- [PROVIDED PASSAGE]:

— Begin —

REPORTER: The graving dock was not considered very useful at the time of its sale. Joe Murphy, one of the principals of U-S Dredging Corporation, which sold the shipyard to IKEA, says he wanted out because he wasn’t making money. In its final environmental impact statement, in 2004, IKEA found it would displace 85 jobs….only 11 of which, it said, were directly related to marine repair. It called the dry dock “underutilized.” Besides, it said, ships had other places to go in the harbor if Erie Basin’s graving dock shut down.

But Kent Barwick says the shipping industry may be losing those places, too, and that the graving dock should be saved.

BARWICK: You can’t have a port without working facilities anymore than you can have a highway system without gas stations.

REPORTER: Barwick is president of the Municipal Arts Society, a preservation group. He says the Civil War-era structure is part of the city’s maritime history. And what if its services are needed in the next few years?

BARWICK: We’re in a time, when the port’s growing, when vessels become distressed here, we want to be able to take care of them. /So, the loss of this at this time is just without any logic.

The maritime industry IS thriving. A record amount of cargo came to the Ports of New York and New Jersey last year. The New York Shipping Association says the number of full time jobs involved in distributing that cargo jumped 20 percent between 2000 and 2004. The Queen Mary Two now docks in Brooklyn, and the entire cruise ship industry is growing. So is the number of private ferries. Just ask Tom Fox, president and founder of New York Water Taxi.

FOX: in 1986, there were no ferries, except Staten Island ferries. REPORTER: no New York Waterway, no New York Water Taxi… FOX: no sea streak, nothing. Now there are 56 high speed ferries carrying 45,000 people a day. If someone would have told you that 20 years ago, they would have told you you were out of your mind.

REPORTER: But do more boats mean more graving docks are needed? Russ Byington says no.

BYINGTON: we explain it as “market by inference.”

REPORTER: He’s the chief economist with the U-S Maritime Administration, in Washington, D.C.

BYINGTON: Because you have a lot of ships in the port does not necessarily mean that the operators of that ship, even though it may be convenient, will choose to have their ship repaired there.

REPORTER: Byington says cost, not convenience, is the driving factor in ship repair. Most of the huge cargo ships coming here are under foreign flags, he says, and they get repaired at home. U-S Naval vessels, and other big American ships are going to Southern ports, where labor costs are cheaper.

— End —

Point-based annotation records
— Begin —

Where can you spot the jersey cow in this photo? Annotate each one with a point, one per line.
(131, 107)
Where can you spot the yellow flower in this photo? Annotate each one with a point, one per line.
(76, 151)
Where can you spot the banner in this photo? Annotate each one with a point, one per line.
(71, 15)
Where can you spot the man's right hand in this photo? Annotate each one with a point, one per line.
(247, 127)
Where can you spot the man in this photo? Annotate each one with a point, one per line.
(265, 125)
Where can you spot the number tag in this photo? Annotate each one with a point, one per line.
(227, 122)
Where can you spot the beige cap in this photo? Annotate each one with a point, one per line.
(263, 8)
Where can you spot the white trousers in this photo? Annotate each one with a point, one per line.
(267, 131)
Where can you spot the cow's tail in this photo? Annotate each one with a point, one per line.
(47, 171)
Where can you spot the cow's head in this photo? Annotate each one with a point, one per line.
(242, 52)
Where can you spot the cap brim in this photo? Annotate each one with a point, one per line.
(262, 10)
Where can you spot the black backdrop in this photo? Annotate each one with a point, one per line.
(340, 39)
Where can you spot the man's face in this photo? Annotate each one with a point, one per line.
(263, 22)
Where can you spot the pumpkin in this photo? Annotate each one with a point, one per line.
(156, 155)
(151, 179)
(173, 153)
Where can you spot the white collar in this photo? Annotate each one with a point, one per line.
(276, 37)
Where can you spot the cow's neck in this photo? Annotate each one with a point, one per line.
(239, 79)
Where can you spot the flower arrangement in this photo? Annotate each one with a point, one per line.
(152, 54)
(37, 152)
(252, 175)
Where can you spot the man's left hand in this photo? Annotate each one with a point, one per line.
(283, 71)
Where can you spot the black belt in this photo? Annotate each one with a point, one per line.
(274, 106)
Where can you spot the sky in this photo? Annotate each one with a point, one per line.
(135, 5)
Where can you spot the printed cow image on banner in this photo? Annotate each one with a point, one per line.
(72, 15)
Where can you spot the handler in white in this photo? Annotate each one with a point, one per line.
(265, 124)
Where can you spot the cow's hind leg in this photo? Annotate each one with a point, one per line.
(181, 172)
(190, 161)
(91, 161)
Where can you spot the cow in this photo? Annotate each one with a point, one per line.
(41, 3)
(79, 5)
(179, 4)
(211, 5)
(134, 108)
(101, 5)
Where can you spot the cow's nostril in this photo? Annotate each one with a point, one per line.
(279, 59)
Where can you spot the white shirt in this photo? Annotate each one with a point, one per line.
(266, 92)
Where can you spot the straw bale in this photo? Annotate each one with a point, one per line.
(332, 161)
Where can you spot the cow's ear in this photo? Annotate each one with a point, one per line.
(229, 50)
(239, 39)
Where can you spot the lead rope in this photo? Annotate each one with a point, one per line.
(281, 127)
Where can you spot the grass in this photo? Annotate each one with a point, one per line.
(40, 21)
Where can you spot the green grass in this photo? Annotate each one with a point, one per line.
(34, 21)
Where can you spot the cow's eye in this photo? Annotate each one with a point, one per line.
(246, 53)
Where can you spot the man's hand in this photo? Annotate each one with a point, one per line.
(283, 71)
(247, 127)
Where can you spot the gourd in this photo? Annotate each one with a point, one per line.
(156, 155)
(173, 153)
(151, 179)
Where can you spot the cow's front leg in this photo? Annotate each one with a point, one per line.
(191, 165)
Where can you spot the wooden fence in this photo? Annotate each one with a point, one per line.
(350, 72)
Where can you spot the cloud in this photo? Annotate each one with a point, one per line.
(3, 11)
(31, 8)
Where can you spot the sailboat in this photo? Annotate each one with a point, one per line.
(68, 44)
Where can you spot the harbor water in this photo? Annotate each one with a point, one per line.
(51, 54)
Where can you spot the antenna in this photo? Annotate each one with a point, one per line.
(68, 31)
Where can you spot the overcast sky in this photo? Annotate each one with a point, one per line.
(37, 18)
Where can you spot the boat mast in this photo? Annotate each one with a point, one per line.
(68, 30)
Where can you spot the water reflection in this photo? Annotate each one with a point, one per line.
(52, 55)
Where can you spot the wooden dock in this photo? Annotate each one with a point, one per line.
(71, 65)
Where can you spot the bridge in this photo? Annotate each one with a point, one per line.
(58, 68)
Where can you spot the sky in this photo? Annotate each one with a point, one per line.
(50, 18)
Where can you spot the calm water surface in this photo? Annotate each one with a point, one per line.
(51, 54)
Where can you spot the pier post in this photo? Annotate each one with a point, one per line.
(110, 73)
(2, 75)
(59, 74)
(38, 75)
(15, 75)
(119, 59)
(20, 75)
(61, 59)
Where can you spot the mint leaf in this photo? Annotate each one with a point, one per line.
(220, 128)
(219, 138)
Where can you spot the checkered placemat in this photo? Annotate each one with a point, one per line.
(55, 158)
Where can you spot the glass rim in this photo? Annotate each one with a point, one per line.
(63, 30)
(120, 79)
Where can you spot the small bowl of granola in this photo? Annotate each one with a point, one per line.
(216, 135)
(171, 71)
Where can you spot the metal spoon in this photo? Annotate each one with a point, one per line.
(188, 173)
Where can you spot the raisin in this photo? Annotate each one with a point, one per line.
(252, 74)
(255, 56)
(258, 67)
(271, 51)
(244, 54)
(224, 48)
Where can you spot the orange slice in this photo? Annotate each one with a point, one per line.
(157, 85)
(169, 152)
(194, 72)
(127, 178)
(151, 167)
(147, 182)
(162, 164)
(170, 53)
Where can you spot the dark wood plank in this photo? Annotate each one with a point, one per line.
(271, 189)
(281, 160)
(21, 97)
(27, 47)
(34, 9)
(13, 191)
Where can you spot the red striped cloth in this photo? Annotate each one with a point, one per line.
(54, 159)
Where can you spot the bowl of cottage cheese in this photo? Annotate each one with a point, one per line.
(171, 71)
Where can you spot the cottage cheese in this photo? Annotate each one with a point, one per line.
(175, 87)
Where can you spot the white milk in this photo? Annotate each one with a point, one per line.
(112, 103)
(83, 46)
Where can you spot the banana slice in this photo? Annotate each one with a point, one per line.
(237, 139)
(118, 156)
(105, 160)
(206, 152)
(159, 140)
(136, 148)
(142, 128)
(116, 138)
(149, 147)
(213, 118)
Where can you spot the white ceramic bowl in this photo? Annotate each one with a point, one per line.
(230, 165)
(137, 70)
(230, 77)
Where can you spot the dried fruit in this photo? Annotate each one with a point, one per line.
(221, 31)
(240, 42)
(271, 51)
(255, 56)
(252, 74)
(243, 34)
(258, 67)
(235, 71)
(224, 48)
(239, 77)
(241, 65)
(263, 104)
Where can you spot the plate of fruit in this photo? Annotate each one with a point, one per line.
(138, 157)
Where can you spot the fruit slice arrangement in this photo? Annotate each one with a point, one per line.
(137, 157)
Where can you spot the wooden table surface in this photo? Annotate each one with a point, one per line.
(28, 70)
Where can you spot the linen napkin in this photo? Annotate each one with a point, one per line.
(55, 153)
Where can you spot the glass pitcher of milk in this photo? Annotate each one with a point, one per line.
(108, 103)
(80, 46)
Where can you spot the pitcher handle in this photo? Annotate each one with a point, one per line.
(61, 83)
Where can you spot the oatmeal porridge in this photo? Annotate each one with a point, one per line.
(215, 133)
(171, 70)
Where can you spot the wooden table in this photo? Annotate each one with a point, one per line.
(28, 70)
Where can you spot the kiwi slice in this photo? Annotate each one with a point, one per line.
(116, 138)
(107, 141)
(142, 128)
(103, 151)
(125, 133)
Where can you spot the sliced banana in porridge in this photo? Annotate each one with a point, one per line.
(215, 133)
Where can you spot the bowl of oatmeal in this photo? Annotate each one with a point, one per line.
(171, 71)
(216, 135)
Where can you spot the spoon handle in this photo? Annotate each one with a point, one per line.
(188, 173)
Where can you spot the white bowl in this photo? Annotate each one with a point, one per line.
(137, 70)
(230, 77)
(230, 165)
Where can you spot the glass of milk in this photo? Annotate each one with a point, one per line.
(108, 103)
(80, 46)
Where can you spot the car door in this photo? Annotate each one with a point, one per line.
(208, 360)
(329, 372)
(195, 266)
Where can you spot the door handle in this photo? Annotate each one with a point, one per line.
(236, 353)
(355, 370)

— End —

- [TASK PROMPT]:
Answer these questions using the graving dock report.
(a) In its 2004 final environmental impact statement, how many jobs did IKEA find it would displace, and how many of those did it say were directly related to marine repair?
(b) According to Fox, how many high speed ferries are there now, and how many people do they carry a day?
(c) According to Byington, what is the driving factor in ship repair?

- [TASK ANSWER]:
(a) 85 jobs, of which 11 were directly related to marine repair.
(b) 56 high speed ferries carrying 45,000 people a day.
(c) Cost, not convenience.